— start Records —

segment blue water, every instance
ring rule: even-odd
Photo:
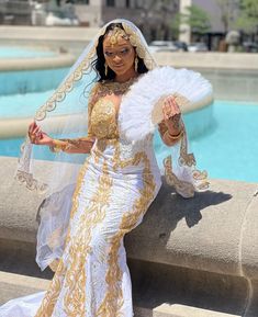
[[[200,135],[192,123],[201,125],[209,118],[198,112],[184,115],[190,134],[191,150],[198,167],[206,169],[210,178],[258,182],[258,104],[215,101],[213,121]],[[0,140],[0,155],[18,156],[22,139]],[[155,135],[155,150],[159,165],[170,149]]]
[[[0,58],[37,58],[53,57],[56,53],[51,50],[37,50],[29,47],[0,46]]]
[[[16,94],[21,101],[25,101],[24,94],[26,98],[30,98],[27,93],[31,92],[45,92],[57,88],[60,81],[67,75],[68,68],[55,68],[55,69],[32,69],[32,70],[16,70],[16,71],[1,71],[0,72],[0,111],[2,110],[2,103],[5,103],[4,95]],[[33,95],[32,95],[33,97]],[[40,94],[35,97],[41,98]],[[45,98],[43,95],[43,98]],[[13,100],[16,101],[15,99]],[[36,102],[35,102],[36,101]],[[11,106],[13,102],[10,102]],[[38,106],[37,99],[34,100],[36,106]]]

— end Records —

> Problem to work on: Reproduce all the records above line for line, with no changes, and leave out any pictures.

> Answer to this task:
segment blue water, every instance
ring rule: even-odd
Photo:
[[[200,135],[192,123],[201,125],[209,118],[198,112],[184,115],[190,134],[191,150],[198,167],[206,169],[210,178],[258,182],[258,104],[215,101],[213,121]],[[0,140],[0,155],[18,156],[22,139]],[[155,135],[155,150],[159,165],[170,149]]]
[[[0,58],[37,58],[53,57],[56,53],[51,50],[37,50],[29,47],[0,46]]]
[[[16,94],[21,101],[25,101],[24,94],[26,98],[30,98],[27,93],[31,92],[45,92],[57,88],[60,81],[67,75],[68,68],[55,68],[55,69],[32,69],[32,70],[16,70],[16,71],[1,71],[0,72],[0,111],[2,110],[2,103],[5,103],[4,95]],[[33,95],[32,95],[33,97]],[[40,94],[35,97],[41,98]],[[45,98],[43,95],[43,98]],[[13,100],[16,101],[15,99]],[[36,102],[35,102],[36,101]],[[11,106],[13,102],[10,102]],[[38,106],[37,99],[34,100],[36,106]]]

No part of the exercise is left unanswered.